List every FTSE index named in the extract on joint audits and audit market competition.
Start of EXTRACT PROVIDED
204.We acknowledge that the regulator would need to carefully design and implement the rules on joint audits to ensure that challenger firms are afforded the opportunity to gain experience from working on the complex aspects of a big audit. The FRC told us that it could produce a feasibility report for the CMA to explore these sorts of issues.377 We agree, as we argue below, that a market cap would allow challengers to develop a fee base from the less challenging FTSE 100 and 250 audits. However, if challengers were unable to carry out the bigger audits, they would be excluded from higher audit revenues, and so the dominance of the Big Four would remain. The argument that challenger firms cannot deliver complex audits because they have not carried them out in the past is circular, and in fact makes the argument for joint audits to break that circle.378 Otherwise, without developing more capacity in the upper reaches of the FTSE 100 we will continue to have minimal choice, an absence of competitive pressures to drive quality and continuing concerns about the impact that a Big Four failure might have.
205.We share the reservations of many about the utility and impact of joint audits but believe that they have a role to play in increasing the resilience of the market in the medium term. We recommend that joint audits should be piloted in the upper reaches of the FTSE 100 in conjunction with our preferred option of a market cap for the rest of the FTSE 350, which is discussed below. Such audits should include a Big Four and a challenger firm; it should not include two Big Four firms. The new regulator should recommend joint audits where it believes challengers have not yet developed the resources and skills to take on the most complex audits alone but where, working alongside a Big Four firm, they would not affect audit quality. The regulator should monitor the quality of these pilots carefully and draw lessons from them to inform debates on which mechanisms are the most likely to increase competition and choice without damaging quality. Finally, we recommend that if unlimited liability is a significant deterrent to the challenger firms auditing the largest and most complex companies, the CMA should consider how to remove this barrier.
End of EXTRACT PROVIDED
Start of RAW DATA
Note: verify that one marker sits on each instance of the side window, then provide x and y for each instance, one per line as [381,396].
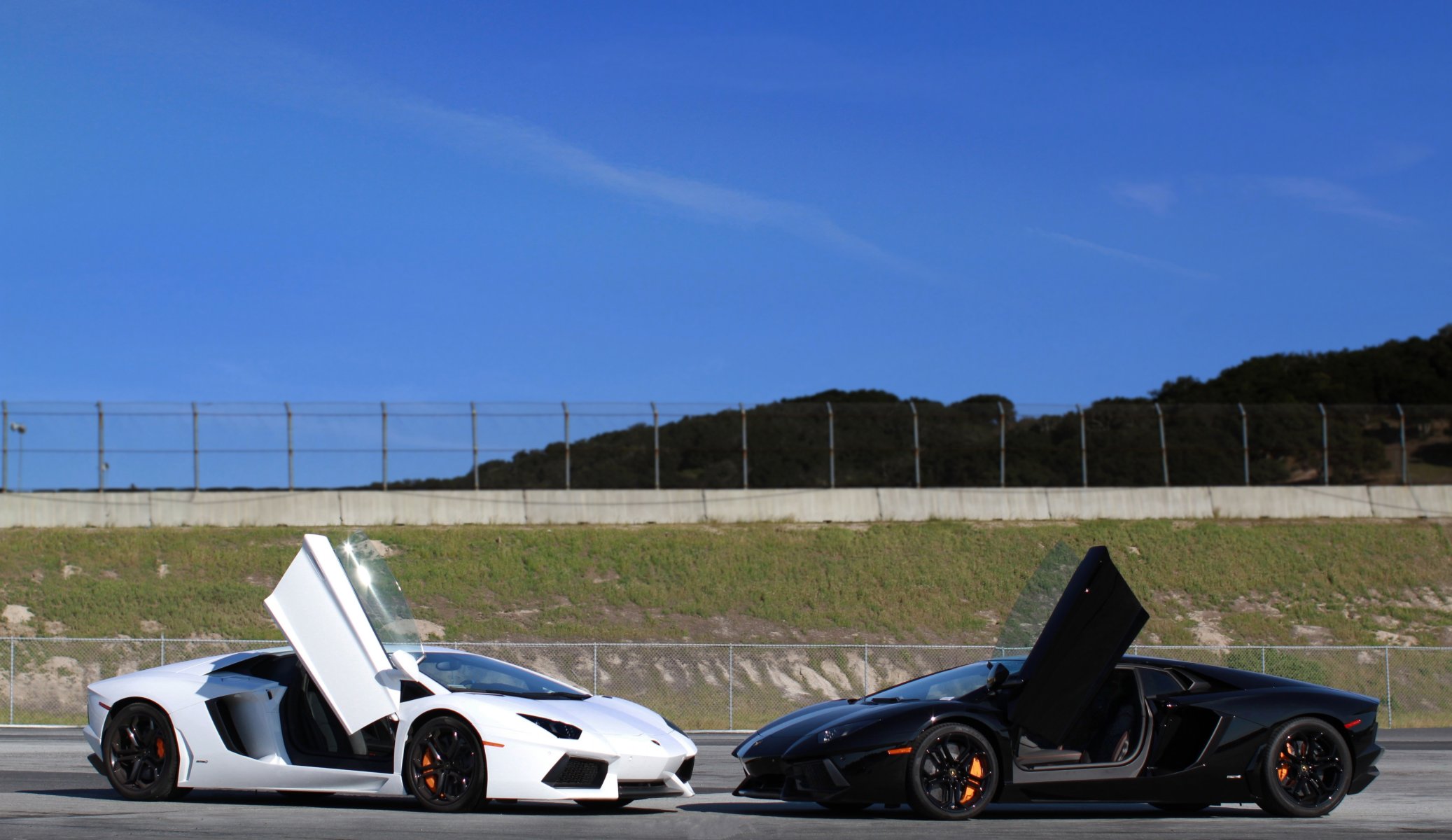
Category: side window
[1159,682]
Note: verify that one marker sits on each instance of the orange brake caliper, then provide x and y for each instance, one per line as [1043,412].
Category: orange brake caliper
[975,774]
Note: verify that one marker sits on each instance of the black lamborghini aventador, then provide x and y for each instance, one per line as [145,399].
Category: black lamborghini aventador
[1075,720]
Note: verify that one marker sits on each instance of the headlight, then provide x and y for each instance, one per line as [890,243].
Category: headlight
[558,729]
[834,733]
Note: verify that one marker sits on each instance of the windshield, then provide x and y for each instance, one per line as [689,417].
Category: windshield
[469,672]
[379,594]
[951,684]
[1035,603]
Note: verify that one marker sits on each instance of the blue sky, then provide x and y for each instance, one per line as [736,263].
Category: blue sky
[709,201]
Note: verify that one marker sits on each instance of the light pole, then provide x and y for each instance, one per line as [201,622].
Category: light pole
[19,463]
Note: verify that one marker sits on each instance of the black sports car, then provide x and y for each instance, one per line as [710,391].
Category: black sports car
[1075,720]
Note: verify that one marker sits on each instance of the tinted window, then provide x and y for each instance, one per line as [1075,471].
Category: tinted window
[947,684]
[1159,682]
[468,672]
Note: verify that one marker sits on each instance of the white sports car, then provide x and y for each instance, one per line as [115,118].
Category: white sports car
[358,704]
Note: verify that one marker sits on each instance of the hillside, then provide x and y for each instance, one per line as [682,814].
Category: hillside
[873,434]
[938,582]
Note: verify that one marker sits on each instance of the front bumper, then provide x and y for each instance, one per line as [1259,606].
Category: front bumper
[853,778]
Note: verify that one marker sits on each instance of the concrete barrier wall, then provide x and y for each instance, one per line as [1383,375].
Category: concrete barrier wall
[641,507]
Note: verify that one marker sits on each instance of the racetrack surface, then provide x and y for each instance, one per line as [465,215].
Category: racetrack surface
[50,792]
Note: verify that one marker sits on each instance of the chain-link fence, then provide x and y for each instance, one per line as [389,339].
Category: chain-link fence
[694,446]
[734,687]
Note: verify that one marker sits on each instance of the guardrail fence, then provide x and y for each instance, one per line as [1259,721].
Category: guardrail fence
[693,446]
[732,687]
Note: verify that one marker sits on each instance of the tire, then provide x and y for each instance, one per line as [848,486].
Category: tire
[1307,769]
[445,766]
[953,774]
[140,753]
[1181,807]
[603,804]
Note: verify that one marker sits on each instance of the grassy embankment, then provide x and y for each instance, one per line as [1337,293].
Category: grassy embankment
[1338,582]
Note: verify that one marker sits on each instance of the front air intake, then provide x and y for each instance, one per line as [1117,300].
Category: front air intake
[571,772]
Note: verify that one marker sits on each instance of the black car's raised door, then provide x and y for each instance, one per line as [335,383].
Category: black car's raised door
[1091,627]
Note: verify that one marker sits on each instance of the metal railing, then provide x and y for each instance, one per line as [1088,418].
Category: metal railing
[788,444]
[735,687]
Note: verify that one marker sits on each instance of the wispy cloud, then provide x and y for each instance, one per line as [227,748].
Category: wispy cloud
[284,73]
[1126,255]
[1326,196]
[1154,196]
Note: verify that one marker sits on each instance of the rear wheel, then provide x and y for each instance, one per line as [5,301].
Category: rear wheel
[140,753]
[953,774]
[445,768]
[1307,769]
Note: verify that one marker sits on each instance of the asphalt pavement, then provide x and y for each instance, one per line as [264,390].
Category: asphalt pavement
[50,792]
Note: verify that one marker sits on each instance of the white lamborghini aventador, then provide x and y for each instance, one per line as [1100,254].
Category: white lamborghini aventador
[358,704]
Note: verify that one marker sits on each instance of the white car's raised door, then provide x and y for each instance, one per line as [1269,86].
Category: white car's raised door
[321,615]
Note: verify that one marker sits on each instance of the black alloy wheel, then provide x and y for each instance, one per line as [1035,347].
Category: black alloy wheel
[1307,769]
[140,753]
[446,768]
[953,774]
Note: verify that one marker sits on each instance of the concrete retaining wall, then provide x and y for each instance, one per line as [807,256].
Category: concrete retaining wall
[639,507]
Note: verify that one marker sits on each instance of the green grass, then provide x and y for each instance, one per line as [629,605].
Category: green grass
[935,582]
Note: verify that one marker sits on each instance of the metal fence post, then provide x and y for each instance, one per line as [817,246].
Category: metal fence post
[197,454]
[1402,423]
[916,450]
[831,447]
[1326,449]
[474,438]
[1245,440]
[731,687]
[1003,447]
[745,473]
[1387,654]
[286,407]
[101,449]
[655,426]
[1084,447]
[1165,457]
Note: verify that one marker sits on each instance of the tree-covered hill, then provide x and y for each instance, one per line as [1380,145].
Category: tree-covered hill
[867,437]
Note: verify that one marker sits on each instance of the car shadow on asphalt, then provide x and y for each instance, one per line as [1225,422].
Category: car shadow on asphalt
[1035,811]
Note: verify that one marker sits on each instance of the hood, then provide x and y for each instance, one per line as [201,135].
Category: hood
[799,730]
[600,715]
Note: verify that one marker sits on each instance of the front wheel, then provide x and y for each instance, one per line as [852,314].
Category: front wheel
[953,774]
[1307,769]
[140,753]
[446,768]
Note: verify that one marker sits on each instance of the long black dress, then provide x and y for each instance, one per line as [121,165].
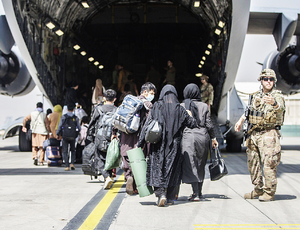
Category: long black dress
[165,158]
[195,143]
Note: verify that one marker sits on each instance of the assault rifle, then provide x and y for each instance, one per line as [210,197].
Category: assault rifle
[247,125]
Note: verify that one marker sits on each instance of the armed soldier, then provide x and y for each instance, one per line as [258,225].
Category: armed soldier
[263,145]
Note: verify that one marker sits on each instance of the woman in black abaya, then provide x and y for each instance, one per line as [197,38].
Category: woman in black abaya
[165,158]
[195,142]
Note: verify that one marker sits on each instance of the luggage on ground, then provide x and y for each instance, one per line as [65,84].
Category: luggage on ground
[53,156]
[51,142]
[113,156]
[90,160]
[69,129]
[54,162]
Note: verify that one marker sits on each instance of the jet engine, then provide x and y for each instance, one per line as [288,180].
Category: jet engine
[15,79]
[286,64]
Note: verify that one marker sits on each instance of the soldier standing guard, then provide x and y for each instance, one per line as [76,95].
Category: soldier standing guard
[267,110]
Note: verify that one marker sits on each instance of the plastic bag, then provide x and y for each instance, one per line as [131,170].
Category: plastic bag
[113,156]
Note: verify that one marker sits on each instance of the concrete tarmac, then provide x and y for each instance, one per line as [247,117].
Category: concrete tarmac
[41,197]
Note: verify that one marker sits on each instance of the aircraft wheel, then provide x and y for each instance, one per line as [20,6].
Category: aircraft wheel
[24,145]
[234,145]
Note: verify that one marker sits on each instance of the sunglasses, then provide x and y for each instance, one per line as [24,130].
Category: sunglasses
[268,79]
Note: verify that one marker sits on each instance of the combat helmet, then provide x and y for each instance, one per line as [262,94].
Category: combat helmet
[267,73]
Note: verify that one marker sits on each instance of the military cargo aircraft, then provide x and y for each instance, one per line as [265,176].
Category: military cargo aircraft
[76,40]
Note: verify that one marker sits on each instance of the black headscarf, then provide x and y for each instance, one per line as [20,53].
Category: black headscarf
[168,106]
[192,93]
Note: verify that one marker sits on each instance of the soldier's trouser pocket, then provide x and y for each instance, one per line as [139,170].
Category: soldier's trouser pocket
[273,148]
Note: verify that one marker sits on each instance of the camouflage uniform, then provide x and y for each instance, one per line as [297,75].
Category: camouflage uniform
[263,145]
[207,93]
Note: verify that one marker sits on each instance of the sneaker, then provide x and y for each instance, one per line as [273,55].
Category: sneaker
[266,197]
[170,202]
[161,201]
[194,197]
[129,186]
[108,182]
[253,194]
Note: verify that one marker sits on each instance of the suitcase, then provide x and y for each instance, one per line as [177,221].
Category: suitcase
[52,152]
[54,162]
[51,142]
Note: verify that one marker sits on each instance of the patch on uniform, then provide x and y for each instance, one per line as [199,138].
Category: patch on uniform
[257,102]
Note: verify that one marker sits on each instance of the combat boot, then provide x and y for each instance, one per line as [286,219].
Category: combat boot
[254,194]
[266,197]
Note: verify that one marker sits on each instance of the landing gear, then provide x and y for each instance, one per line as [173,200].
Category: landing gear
[24,145]
[234,145]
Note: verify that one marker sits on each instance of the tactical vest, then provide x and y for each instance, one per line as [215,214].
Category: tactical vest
[260,110]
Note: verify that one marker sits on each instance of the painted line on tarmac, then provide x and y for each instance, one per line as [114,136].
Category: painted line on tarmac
[100,211]
[94,218]
[247,226]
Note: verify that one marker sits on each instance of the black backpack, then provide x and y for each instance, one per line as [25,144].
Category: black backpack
[104,129]
[69,128]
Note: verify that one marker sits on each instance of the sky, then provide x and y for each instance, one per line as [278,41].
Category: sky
[256,48]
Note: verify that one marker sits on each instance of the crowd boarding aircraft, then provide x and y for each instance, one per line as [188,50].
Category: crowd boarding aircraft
[66,40]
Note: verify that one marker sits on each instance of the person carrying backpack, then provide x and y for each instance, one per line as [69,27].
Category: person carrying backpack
[100,132]
[129,141]
[68,128]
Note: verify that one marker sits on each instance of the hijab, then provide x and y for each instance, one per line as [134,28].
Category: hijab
[168,106]
[58,109]
[98,89]
[192,93]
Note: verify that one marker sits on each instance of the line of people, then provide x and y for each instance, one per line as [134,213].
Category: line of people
[174,154]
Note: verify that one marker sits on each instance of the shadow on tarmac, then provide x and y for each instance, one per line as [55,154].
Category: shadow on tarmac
[13,148]
[39,170]
[290,147]
[285,197]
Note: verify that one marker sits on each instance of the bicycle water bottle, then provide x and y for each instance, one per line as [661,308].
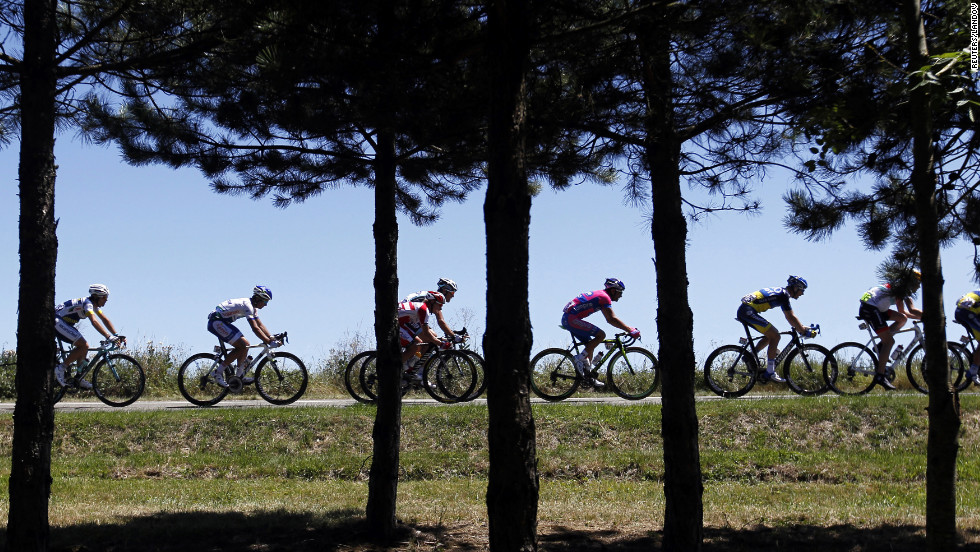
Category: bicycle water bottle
[898,352]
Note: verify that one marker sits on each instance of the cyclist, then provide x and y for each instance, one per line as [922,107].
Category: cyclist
[67,314]
[763,300]
[220,324]
[968,313]
[448,289]
[875,310]
[584,305]
[413,330]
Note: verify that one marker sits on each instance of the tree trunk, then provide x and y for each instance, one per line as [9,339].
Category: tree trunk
[383,483]
[683,489]
[944,414]
[512,491]
[30,470]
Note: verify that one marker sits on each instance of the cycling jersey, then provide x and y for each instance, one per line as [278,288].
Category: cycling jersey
[587,303]
[233,309]
[76,309]
[767,298]
[879,297]
[412,313]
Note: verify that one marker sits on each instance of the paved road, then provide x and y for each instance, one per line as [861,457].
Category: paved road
[148,405]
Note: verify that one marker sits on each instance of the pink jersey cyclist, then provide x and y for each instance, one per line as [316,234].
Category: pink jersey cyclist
[582,306]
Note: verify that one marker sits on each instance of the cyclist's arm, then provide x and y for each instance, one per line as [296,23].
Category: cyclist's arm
[615,321]
[260,330]
[98,327]
[794,321]
[911,312]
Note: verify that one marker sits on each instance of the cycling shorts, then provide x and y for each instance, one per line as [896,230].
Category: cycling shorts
[875,318]
[747,314]
[579,328]
[408,332]
[970,320]
[65,331]
[224,330]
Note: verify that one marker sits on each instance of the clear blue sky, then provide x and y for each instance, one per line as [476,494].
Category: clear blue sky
[170,249]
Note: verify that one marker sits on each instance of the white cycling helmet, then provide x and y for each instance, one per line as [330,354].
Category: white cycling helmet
[98,290]
[614,283]
[445,284]
[262,292]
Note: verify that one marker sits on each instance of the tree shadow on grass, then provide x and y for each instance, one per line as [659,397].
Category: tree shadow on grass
[268,531]
[797,538]
[345,530]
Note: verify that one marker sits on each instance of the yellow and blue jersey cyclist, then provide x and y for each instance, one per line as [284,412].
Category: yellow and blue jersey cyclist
[763,300]
[968,313]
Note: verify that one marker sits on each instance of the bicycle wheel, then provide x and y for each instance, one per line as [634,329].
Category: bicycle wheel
[449,376]
[633,375]
[730,371]
[481,376]
[352,381]
[195,382]
[118,380]
[852,371]
[281,378]
[804,369]
[915,367]
[553,375]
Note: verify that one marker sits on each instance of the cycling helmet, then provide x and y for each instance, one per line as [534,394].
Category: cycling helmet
[445,284]
[613,283]
[436,296]
[796,281]
[98,290]
[262,292]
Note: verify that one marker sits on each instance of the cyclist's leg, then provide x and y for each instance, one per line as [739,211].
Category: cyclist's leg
[69,334]
[228,333]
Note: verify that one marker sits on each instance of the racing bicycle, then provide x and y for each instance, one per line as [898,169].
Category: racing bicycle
[856,364]
[732,370]
[280,377]
[631,373]
[117,379]
[448,376]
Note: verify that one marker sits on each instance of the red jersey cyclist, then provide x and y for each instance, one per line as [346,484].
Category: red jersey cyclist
[220,323]
[875,310]
[69,313]
[448,289]
[584,305]
[763,300]
[413,329]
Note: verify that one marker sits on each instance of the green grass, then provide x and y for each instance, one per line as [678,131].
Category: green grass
[790,466]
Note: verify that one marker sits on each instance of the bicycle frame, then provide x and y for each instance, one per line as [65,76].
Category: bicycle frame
[86,364]
[892,362]
[616,343]
[749,343]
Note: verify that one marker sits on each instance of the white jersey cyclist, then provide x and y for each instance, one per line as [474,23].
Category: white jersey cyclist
[233,309]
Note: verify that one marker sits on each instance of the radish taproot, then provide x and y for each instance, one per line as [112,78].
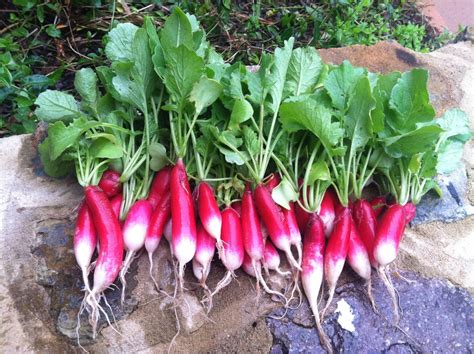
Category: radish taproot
[110,183]
[85,241]
[209,212]
[275,222]
[183,228]
[365,221]
[387,240]
[158,220]
[135,229]
[312,272]
[159,186]
[109,261]
[205,249]
[336,252]
[233,247]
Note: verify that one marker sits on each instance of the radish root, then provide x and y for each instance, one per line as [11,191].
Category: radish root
[391,290]
[123,271]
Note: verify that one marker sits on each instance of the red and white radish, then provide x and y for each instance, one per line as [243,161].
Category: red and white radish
[159,186]
[159,218]
[378,204]
[313,271]
[336,251]
[116,203]
[109,261]
[233,247]
[183,220]
[205,249]
[387,240]
[253,238]
[209,212]
[275,222]
[110,183]
[85,241]
[366,223]
[327,211]
[135,230]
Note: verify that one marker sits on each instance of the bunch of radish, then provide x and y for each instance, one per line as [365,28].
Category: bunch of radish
[270,168]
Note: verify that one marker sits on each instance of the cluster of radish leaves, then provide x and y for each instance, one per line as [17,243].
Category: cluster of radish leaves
[318,125]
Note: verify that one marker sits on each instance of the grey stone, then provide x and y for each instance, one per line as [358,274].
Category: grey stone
[435,317]
[452,206]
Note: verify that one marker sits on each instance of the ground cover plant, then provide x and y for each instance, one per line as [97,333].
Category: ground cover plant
[42,44]
[170,139]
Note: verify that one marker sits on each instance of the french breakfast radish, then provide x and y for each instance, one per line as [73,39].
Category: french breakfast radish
[365,221]
[327,211]
[233,250]
[85,241]
[110,183]
[159,186]
[387,240]
[302,217]
[253,238]
[358,259]
[159,218]
[271,259]
[135,229]
[378,204]
[313,271]
[410,212]
[183,219]
[205,249]
[274,220]
[209,212]
[116,203]
[336,251]
[389,234]
[109,261]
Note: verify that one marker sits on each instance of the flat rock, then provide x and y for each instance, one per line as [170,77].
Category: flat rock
[436,317]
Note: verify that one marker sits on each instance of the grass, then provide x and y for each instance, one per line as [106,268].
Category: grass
[42,44]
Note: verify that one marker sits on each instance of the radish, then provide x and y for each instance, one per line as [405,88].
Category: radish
[183,229]
[116,203]
[237,206]
[233,250]
[253,238]
[159,186]
[410,211]
[358,259]
[110,183]
[271,259]
[250,267]
[295,234]
[366,223]
[85,241]
[274,220]
[209,212]
[327,211]
[387,240]
[336,251]
[357,256]
[302,217]
[313,270]
[378,204]
[272,181]
[135,230]
[159,218]
[388,235]
[108,263]
[205,249]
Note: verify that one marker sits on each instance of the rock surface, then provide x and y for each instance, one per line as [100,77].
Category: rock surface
[436,317]
[40,287]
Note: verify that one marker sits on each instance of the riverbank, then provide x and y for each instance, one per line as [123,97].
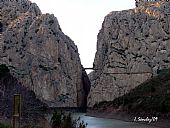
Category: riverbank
[159,123]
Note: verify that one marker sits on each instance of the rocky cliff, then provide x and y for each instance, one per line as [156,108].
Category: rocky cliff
[40,55]
[133,45]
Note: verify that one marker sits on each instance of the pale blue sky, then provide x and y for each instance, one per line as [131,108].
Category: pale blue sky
[81,20]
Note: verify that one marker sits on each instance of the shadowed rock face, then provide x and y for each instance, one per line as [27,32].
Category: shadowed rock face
[131,41]
[40,55]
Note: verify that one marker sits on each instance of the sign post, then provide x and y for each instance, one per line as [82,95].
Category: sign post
[16,110]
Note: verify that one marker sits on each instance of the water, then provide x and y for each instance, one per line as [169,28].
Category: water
[94,122]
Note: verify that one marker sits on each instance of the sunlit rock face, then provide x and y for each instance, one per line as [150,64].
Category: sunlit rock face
[40,55]
[133,45]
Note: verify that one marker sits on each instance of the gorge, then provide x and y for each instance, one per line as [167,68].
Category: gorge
[132,47]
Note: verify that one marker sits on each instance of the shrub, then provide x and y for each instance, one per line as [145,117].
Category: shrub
[3,70]
[63,120]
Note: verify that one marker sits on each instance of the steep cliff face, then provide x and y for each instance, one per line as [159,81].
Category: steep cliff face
[133,45]
[40,55]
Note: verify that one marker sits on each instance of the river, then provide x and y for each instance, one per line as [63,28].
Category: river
[94,122]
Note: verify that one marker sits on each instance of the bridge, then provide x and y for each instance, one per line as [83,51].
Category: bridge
[118,72]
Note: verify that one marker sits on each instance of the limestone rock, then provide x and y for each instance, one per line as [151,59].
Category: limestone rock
[40,55]
[133,45]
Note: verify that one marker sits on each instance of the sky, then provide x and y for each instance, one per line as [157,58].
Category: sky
[81,20]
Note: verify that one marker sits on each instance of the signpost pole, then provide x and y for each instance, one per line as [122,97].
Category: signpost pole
[16,111]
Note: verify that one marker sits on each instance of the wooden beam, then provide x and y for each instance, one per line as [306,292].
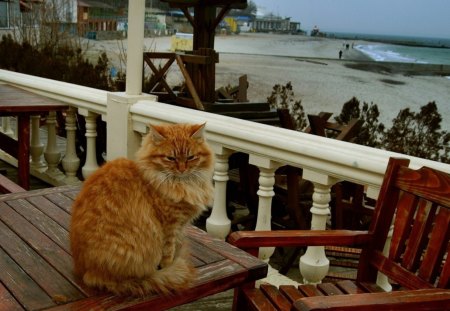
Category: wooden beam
[189,84]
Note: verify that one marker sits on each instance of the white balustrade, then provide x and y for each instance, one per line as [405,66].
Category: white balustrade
[324,161]
[71,162]
[265,193]
[6,126]
[36,147]
[90,164]
[218,223]
[314,264]
[51,153]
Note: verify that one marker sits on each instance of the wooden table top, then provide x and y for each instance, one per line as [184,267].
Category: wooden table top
[36,265]
[14,100]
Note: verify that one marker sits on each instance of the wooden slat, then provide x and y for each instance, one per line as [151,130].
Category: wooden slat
[371,287]
[72,194]
[221,247]
[51,210]
[202,253]
[14,278]
[36,267]
[41,221]
[397,273]
[7,185]
[61,200]
[7,301]
[291,292]
[275,297]
[309,290]
[41,243]
[329,289]
[189,84]
[423,222]
[403,222]
[437,246]
[400,301]
[258,301]
[350,287]
[425,182]
[444,278]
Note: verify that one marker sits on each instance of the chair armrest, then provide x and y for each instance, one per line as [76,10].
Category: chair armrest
[296,238]
[421,299]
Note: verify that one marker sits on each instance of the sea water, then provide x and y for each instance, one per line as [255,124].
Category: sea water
[386,48]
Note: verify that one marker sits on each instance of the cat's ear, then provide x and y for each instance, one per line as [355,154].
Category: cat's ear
[198,131]
[157,137]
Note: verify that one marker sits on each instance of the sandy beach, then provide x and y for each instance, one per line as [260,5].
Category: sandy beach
[319,78]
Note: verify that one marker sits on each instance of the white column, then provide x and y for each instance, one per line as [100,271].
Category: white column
[122,140]
[6,126]
[382,280]
[265,193]
[91,164]
[36,147]
[314,264]
[51,154]
[218,224]
[135,49]
[71,162]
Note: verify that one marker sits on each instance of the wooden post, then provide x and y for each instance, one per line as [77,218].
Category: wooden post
[135,52]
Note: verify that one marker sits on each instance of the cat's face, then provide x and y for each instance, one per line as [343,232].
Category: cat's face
[176,151]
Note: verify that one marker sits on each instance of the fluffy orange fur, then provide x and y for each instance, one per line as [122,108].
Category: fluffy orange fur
[128,220]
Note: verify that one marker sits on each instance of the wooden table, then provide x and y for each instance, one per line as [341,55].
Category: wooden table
[23,104]
[36,265]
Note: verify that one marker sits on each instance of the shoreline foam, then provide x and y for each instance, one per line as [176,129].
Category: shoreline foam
[269,59]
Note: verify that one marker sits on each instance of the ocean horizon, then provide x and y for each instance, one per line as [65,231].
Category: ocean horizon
[407,49]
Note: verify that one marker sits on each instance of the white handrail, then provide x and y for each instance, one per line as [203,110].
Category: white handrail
[324,161]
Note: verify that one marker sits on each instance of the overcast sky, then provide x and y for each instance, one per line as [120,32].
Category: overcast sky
[427,18]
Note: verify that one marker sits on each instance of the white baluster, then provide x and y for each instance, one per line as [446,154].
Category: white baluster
[382,280]
[71,162]
[218,224]
[51,154]
[91,164]
[265,193]
[314,264]
[36,147]
[6,126]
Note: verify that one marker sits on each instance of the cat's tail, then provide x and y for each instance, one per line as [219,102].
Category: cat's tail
[170,279]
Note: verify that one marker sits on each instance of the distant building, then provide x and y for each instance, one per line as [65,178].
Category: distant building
[272,23]
[96,16]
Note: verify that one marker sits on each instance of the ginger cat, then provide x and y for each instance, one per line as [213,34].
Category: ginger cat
[128,220]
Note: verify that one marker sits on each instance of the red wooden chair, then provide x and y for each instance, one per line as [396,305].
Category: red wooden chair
End of RAW DATA
SOLUTION:
FTSE 100
FTSE 250
FTSE 350